==== Information given

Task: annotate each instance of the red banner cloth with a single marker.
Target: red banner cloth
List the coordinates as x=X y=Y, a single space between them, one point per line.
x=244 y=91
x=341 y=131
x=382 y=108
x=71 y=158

========

Set exercise
Rewrite the rows above with "flag" in place of every "banner", keeping everything else the same.

The result
Task: annotate each instance of the red flag cloth with a single marker.
Target: red flag cloth
List the coordinates as x=X y=Y, a single space between them, one point per line.
x=244 y=91
x=341 y=131
x=382 y=108
x=71 y=158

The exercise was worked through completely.